▶ **Extract to read**
----

I'll start by saying that it's well-written, well-edited and (as far as I could tell, not being an expert on 19th-century Japan or Wales) well-researched. This already puts it ahead of 98% of indie-published books, and many traditionally-published ones.
The author is not a native English speaker, and it occasionally shows in an odd turn of phrase like "neared it to his eye". Mostly, though, the English is above average, better than most native speakers write.
This is the first book in a series, and it's not complete in itself. I don't love that, but it's a long-established fantasy-fiction tradition, and it's not as if the book just stops abruptly (I have read others that do). Given that, some of the criticisms I was going to make about setups with no punchline should probably be held back until I finish the series, which I intend to do. I'll note them here anyway so that I don't forget.
When I read the sample before buying the ebook, my first thought was that the worldbuilding was maybe a bit over-exhuberant. They're dragonriders? OK, fine, nothing new there, but it's cool. They can channel the magic of their dragons? Even cooler, and original as far as I know. Wait, they can also shapeshift into dragonlike beings? That may be just a little too cool. And in fact it never comes up again in the rest of this first volume - the first setup with no punchline (so far).
Then there are a couple of things that I would have done differently if it had been me, but there may be a reason that I haven't seen yet. There are a couple of linked reasons why I would have done these things differently: credibility and importance to the plot.
What I mean is, the history of this version of the world is very, very different. No Christianity, no fall of the Roman Empire, and quite a few other consequential changes (plus all the magic, of course). So it's highly unlikely that the same individuals, with the same names, would be born in the equivalent of the 19th century, given that very different history. (Victoria is on the throne, and Brunel is a prominent wizard.) It also, at least in this book, makes no difference to the plot, since these people, and several historical characters like Henry VII, are mentioned but don't appear on stage. Another setup with no punchline.

----

▶ **Exercise 1**
Give the object pointing dataset rows, everything from the line containing "Note: one point per instance of the ceiling, never" down to the end of the rows, as a two-column CSV with the columns text and points. Make one CSV row for each note with its points, with each value in a single quoted field and line breaks turned into spaces.

▶ **Object pointing dataset rows**
----

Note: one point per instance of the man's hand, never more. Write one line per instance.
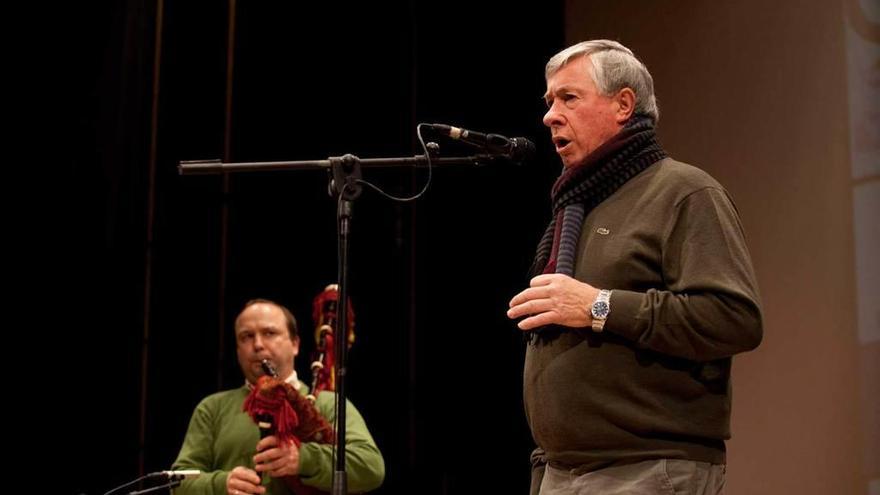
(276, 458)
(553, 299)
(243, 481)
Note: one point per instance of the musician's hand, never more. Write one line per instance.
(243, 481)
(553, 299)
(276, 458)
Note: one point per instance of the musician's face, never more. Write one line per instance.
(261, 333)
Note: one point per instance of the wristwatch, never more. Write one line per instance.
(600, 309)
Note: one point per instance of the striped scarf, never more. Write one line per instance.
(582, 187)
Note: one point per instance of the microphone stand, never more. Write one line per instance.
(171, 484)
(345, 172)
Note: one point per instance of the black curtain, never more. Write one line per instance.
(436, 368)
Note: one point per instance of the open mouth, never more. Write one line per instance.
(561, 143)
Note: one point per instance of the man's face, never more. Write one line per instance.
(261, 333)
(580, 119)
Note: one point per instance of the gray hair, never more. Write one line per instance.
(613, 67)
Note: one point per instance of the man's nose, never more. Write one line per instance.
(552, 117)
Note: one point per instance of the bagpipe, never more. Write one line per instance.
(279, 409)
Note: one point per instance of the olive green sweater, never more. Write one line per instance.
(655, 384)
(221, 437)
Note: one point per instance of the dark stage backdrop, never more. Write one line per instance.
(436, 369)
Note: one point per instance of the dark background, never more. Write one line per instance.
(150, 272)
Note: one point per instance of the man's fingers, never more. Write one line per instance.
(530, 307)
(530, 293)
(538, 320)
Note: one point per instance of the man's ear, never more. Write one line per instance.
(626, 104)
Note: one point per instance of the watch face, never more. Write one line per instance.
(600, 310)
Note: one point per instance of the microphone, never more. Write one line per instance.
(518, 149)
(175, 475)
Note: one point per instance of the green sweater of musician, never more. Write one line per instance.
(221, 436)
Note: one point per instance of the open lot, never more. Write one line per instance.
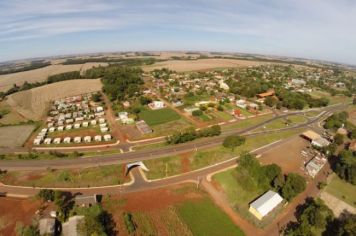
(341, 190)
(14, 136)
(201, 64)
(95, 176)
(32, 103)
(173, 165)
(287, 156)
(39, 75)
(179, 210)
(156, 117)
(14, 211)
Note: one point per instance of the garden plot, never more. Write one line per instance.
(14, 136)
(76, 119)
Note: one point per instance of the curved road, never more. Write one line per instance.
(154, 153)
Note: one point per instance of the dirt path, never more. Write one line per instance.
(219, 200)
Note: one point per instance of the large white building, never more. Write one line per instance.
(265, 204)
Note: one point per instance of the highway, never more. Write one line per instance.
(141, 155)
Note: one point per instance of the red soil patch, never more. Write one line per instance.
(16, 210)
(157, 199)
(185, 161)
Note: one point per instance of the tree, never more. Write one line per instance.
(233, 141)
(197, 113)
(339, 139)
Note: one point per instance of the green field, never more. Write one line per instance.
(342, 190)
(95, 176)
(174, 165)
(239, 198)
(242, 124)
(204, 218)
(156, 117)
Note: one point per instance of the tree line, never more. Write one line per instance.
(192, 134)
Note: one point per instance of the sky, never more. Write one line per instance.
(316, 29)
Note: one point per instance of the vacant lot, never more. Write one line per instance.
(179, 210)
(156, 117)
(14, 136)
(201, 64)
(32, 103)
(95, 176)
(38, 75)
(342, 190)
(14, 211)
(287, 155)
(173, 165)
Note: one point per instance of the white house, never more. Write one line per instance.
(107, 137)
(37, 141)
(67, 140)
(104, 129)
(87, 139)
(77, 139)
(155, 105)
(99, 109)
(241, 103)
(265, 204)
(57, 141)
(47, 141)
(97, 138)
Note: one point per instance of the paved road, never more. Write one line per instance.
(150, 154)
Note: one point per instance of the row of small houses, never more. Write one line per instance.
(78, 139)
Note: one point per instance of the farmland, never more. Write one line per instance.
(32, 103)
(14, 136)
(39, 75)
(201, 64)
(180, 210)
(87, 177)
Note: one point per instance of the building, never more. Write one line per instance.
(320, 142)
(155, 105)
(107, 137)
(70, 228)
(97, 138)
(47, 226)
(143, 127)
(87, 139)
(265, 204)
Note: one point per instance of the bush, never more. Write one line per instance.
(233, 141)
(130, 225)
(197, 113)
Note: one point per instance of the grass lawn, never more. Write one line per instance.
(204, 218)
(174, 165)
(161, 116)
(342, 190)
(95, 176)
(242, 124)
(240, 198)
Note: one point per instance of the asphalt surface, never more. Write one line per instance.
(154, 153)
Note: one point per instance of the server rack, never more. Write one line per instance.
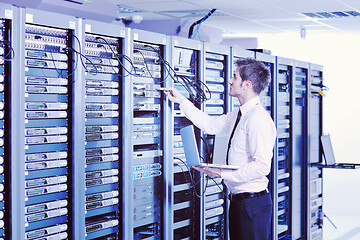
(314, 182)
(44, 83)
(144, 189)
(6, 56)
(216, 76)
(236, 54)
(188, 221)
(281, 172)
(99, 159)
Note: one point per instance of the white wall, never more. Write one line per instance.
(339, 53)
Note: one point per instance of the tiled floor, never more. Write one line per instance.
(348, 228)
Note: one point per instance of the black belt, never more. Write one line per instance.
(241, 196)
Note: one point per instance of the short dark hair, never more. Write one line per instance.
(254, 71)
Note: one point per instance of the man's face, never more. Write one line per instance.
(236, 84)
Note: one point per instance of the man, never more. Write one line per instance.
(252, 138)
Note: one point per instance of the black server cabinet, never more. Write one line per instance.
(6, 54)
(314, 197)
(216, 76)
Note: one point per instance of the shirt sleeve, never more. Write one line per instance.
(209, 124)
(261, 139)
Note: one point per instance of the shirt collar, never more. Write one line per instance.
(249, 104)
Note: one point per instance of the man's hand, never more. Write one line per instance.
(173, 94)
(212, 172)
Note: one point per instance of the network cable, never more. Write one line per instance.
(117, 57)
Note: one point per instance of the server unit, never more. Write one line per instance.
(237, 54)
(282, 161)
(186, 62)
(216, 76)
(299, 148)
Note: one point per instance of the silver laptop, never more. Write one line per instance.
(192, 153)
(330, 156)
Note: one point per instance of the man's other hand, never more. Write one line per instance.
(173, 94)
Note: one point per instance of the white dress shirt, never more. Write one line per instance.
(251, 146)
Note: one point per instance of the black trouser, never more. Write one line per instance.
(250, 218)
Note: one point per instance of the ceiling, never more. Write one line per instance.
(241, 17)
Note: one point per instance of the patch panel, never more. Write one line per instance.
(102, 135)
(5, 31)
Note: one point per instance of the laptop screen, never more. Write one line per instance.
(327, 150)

----

▶ **Exercise 2**
Write out the book review word for word, everything from "Then there are" down to "to the plot.".

▶ **Full solution 1**
text,points
"Note: one point per instance of the ceiling, never more. Write one line per instance.","(241, 17)"
"Note: one point per instance of the patch panel, never more. Write one line per instance.","(102, 135) (5, 31)"
"Note: one point per instance of the laptop screen, never more. Write one line per instance.","(327, 150)"

▶ **Full solution 2**
Then there are a couple of things that I would have done differently if it had been me, but there may be a reason that I haven't seen yet. There are a couple of linked reasons why I would have done these things differently: credibility and importance to the plot.